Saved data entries
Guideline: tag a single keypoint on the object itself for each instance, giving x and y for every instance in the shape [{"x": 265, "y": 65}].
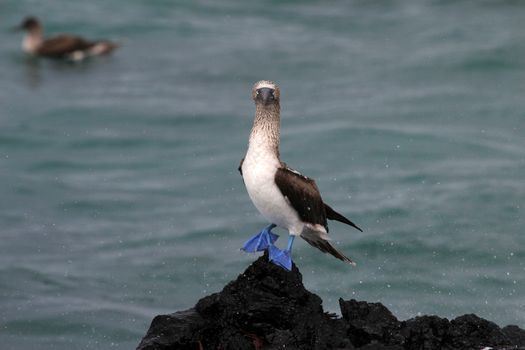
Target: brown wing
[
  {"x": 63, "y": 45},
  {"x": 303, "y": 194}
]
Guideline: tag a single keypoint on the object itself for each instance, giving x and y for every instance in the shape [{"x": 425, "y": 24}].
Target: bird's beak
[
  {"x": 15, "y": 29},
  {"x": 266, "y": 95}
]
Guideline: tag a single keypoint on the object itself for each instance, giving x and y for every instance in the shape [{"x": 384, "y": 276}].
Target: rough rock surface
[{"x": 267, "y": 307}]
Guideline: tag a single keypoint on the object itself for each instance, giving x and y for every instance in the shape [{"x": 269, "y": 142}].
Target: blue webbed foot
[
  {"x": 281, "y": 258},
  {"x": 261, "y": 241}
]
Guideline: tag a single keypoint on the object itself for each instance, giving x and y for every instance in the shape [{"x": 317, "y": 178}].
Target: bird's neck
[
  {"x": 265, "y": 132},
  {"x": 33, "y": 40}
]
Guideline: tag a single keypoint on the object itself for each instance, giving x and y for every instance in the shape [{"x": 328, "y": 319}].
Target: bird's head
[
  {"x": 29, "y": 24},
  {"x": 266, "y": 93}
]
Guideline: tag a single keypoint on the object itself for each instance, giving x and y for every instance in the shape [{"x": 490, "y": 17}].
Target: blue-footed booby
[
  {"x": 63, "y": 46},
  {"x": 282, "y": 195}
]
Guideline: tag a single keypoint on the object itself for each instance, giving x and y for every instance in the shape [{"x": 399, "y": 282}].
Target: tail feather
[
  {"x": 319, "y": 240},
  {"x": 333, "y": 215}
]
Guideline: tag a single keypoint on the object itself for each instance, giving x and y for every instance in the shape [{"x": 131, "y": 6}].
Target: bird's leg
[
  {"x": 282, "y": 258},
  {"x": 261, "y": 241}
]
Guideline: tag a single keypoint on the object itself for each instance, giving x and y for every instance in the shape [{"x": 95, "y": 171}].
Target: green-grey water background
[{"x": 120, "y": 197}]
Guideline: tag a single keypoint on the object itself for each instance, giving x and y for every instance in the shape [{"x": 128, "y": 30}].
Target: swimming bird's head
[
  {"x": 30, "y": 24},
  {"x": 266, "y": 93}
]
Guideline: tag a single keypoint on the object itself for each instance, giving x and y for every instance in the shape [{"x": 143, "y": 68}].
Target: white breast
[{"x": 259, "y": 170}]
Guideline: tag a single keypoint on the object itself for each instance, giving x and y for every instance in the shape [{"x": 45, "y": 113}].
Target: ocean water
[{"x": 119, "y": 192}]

WHAT IS EXPECTED: The data must be printed exactly, image-free.

RESPONSE:
Guideline: tag a single keypoint on the object itself for each instance, giving x and y for every instance in the shape [{"x": 265, "y": 65}].
Target: brown wing
[
  {"x": 63, "y": 45},
  {"x": 303, "y": 194}
]
Guideline: tag a single keypoint on the object itself for each instance, giving x and y for every instance in the shape [{"x": 425, "y": 24}].
Target: bird's beak
[
  {"x": 15, "y": 29},
  {"x": 266, "y": 95}
]
Guideline: tag a single keypoint on the object itself for each instance, giving x and y for every instance in the shape [{"x": 384, "y": 276}].
Target: rough rock surface
[{"x": 267, "y": 307}]
Guideline: tag a single keypoint on the object itself for each instance, giving x and y for every instance in the shape [{"x": 269, "y": 142}].
Target: blue webbed foot
[
  {"x": 281, "y": 258},
  {"x": 261, "y": 241}
]
Guideline: tag a single keypoint on the object itself for each instance, giving x and y for every instance in the shape [{"x": 317, "y": 178}].
Target: bird's neck
[
  {"x": 265, "y": 132},
  {"x": 33, "y": 40}
]
Guideline: tag a single keypoint on the object itself for each instance, giving x and y for every instance in the shape [{"x": 328, "y": 319}].
Target: bird's head
[
  {"x": 29, "y": 24},
  {"x": 266, "y": 93}
]
Guideline: tag a single keypoint on the object itself for each instance, giving x and y for every instance in the shape [{"x": 490, "y": 17}].
Target: blue-footed booby
[
  {"x": 63, "y": 46},
  {"x": 282, "y": 195}
]
Guideline: tag a single keypoint on the object itself for each instance, giving x and y for every instance in the shape [{"x": 399, "y": 282}].
Target: tail feather
[
  {"x": 319, "y": 240},
  {"x": 333, "y": 215}
]
Guideline: tag a single keypoint on the object itself for each instance, giving x and y for every instance in the shape [{"x": 131, "y": 6}].
Target: bird's leg
[
  {"x": 282, "y": 258},
  {"x": 261, "y": 241}
]
Guideline: tag a single keypoint on the object itself for each instance, giving x and y for every instance in the shape [{"x": 95, "y": 171}].
Target: green-grey water background
[{"x": 120, "y": 197}]
Guideline: tag a single keypoint on the object itself for each instance, giving x and y for every instance in the shape [{"x": 128, "y": 30}].
Target: swimming bird's head
[
  {"x": 30, "y": 24},
  {"x": 266, "y": 93}
]
Guideline: tag a single keypoint on the object itself for each instance, giving x and y for every instance in the shape [{"x": 143, "y": 68}].
Target: white breast
[{"x": 259, "y": 170}]
Guideline: tag a single keypoint on the object itself for each instance, giving x and y for every instance in the shape [{"x": 45, "y": 113}].
Target: ocean water
[{"x": 119, "y": 192}]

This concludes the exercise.